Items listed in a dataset
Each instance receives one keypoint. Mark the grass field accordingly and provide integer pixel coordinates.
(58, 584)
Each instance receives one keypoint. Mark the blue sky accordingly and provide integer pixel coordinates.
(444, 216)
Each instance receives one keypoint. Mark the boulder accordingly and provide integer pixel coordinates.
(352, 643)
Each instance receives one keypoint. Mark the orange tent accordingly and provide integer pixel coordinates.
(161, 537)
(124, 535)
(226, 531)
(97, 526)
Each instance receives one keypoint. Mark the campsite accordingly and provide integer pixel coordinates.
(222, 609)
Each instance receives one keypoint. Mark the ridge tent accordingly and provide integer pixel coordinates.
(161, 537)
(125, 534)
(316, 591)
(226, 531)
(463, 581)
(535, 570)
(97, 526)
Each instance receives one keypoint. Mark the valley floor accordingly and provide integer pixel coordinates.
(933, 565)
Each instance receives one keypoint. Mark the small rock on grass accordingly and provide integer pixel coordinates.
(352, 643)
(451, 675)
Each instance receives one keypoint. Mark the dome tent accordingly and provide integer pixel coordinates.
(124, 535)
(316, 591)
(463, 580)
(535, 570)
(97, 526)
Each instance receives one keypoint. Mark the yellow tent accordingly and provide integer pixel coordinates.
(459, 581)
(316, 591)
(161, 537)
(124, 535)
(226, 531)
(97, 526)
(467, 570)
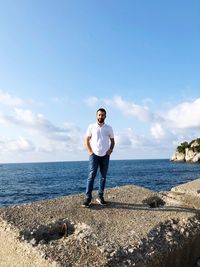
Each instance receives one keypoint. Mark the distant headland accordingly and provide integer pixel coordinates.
(187, 152)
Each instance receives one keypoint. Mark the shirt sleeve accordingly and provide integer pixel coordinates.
(111, 134)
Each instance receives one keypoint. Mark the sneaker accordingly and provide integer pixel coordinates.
(86, 203)
(101, 201)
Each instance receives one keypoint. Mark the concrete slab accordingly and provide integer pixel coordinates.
(191, 188)
(126, 232)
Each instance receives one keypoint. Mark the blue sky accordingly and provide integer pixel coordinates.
(62, 60)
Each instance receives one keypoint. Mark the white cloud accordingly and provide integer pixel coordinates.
(157, 131)
(142, 113)
(10, 100)
(128, 139)
(185, 115)
(91, 101)
(16, 145)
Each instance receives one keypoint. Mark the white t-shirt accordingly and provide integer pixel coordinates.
(100, 138)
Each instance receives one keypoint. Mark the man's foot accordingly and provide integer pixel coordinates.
(101, 201)
(86, 203)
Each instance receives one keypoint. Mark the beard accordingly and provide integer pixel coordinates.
(100, 120)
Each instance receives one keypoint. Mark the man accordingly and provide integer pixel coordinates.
(99, 143)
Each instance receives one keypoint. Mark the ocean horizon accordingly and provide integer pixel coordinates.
(32, 181)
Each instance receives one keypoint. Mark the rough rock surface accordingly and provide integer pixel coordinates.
(126, 232)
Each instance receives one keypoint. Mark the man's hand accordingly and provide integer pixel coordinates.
(109, 152)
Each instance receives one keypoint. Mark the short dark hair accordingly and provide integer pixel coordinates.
(102, 110)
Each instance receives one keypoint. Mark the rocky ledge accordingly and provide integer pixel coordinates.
(137, 227)
(187, 152)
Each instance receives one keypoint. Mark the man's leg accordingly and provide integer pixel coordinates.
(93, 167)
(104, 163)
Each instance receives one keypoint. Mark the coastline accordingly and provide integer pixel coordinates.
(126, 232)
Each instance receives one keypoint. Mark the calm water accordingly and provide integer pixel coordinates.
(27, 182)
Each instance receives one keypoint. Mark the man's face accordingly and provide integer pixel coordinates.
(101, 116)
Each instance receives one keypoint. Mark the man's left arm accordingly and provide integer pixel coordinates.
(112, 144)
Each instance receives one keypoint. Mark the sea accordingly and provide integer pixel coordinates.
(27, 182)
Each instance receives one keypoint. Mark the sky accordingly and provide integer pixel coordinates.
(62, 60)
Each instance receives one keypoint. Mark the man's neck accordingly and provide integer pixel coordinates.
(100, 124)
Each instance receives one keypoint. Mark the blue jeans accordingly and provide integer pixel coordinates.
(95, 162)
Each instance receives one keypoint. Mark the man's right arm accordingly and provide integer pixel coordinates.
(88, 146)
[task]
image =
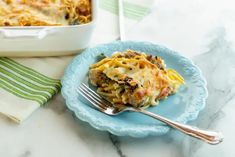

Objective:
Copy out all of the lines above, swapping "integer pixel coordinates" for "whole-number pixel coordinates" wherever it appears and keeping everything else the same. Leave the pictures out.

Response to this exercise:
Each instance receives one keypoint. Mark the grass field accordingly and provide whole-number pixel coordinates.
(58, 584)
Each instance receives one keypoint. Mark the blue sky accordingly and provide whole-number pixel coordinates.
(444, 216)
Each instance receives one keypoint. Mark the boulder accordingly and provide whole-number pixel coordinates.
(352, 643)
Each instance receives one keypoint. Mark the orange tent accordingly and provide whole-number pixel coordinates.
(161, 537)
(124, 535)
(226, 531)
(97, 526)
Each instance receives one keypoint. Mark the campsite accordingly and provide whole-number pixel coordinates.
(222, 609)
Each instance receives one keypoint. Mark the ridge tent accordingly and provide whole-number pixel coordinates.
(161, 537)
(125, 534)
(316, 591)
(226, 531)
(463, 581)
(535, 570)
(97, 526)
Each instance receives one keypoint. Mark the valley floor accordingly and provide whole-number pixel coordinates.
(933, 565)
Each instance receives one keypoint. Mark the small rock on grass accordingly and provide whole-number pixel coordinates.
(352, 643)
(451, 675)
Each instance receives one keypoint. Mark the dome tent accordingly and provide whole-number pixel coordinates.
(124, 535)
(316, 591)
(463, 580)
(535, 570)
(97, 526)
Each instance receives one keypoint. Mark the yellow tent accordingly and provide whole-number pixel coordinates.
(459, 581)
(316, 591)
(161, 537)
(124, 535)
(226, 531)
(97, 526)
(467, 570)
Each instance receives one keypoint. Mark the distant headland accordingly and provide whole-number pixel coordinates.
(187, 152)
Each instance receives one keypoint. Mark the shirt sleeve accordingly and provide whole-number pixel coordinates.
(111, 134)
Each instance receives one keypoint. Mark the sneaker accordingly and provide whole-number pixel coordinates.
(86, 203)
(101, 201)
Each instance receives one keypoint. Mark the concrete slab accordingly and provide whole-number pixel coordinates.
(191, 188)
(126, 232)
Each instance receives one keypoint. Mark the blue sky accordingly and provide whole-number pixel coordinates.
(62, 60)
Each instance receives one keypoint. Mark the white cloud accordingly and provide whole-number pixel coordinates.
(157, 131)
(142, 113)
(10, 100)
(128, 139)
(185, 115)
(91, 101)
(16, 145)
Each instance receives one keypoint. Mark the white t-shirt accordingly and provide whole-number pixel coordinates.
(100, 138)
Each instance receives one keypoint. Mark the man's foot accordingly and provide whole-number pixel coordinates.
(101, 201)
(86, 203)
Each instance receives one keypoint. Mark the beard accordingly and provide whole-number pixel coordinates.
(100, 120)
Each instance receives one keypoint. Mark the man accordingly and provide whole-number pixel coordinates.
(99, 143)
Each instance receives one keypoint. Mark the ocean horizon accordingly and provide whole-number pixel coordinates.
(32, 181)
Each instance receives one keypoint. Mark the rough rock surface accordingly and provide whole-number pixel coordinates.
(126, 232)
Each instance receives one keypoint. Mark the man's hand accordingly and provide whole-number pixel coordinates.
(109, 152)
Each instance receives one keypoint. Mark the short dark hair accordingly and provide whole-number pixel coordinates.
(102, 110)
Each instance receives one keypoint. Mark the rocky ledge accordingly and provide whole-number pixel coordinates.
(137, 227)
(187, 152)
Each instance receives one keypoint. Mark the man's leg accordingly and provide whole-number pixel coordinates.
(93, 167)
(104, 163)
Each instance receives one keypoint. Mark the coastline accordingly and provide whole-number pixel coordinates.
(126, 232)
Each instance receives one keypoint. Mark the calm water accordingly and provide whole-number pixel coordinates.
(27, 182)
Each instance receives one keypoint. Mark the man's face accordingly and provide whole-number pixel coordinates.
(101, 116)
Each instance receives one keypoint. Mark the man's left arm accordingly and provide whole-number pixel coordinates.
(112, 144)
Each instance receives one keypoint. Mark the sea accordingly and provide whole-number pixel coordinates.
(27, 182)
Each instance receives one keypoint. Mark the sky accordingly and provide whole-number pixel coordinates.
(62, 60)
Each instance receives one keypoint. Mark the man's neck accordingly and provide whole-number pixel coordinates.
(100, 124)
Each instance receives one keypoint. Mark the blue jeans accordingly and provide whole-number pixel coordinates.
(95, 162)
Each instance receives one keypoint. Mark the man's right arm accordingly and provide whole-number pixel coordinates.
(88, 146)
[task]
image =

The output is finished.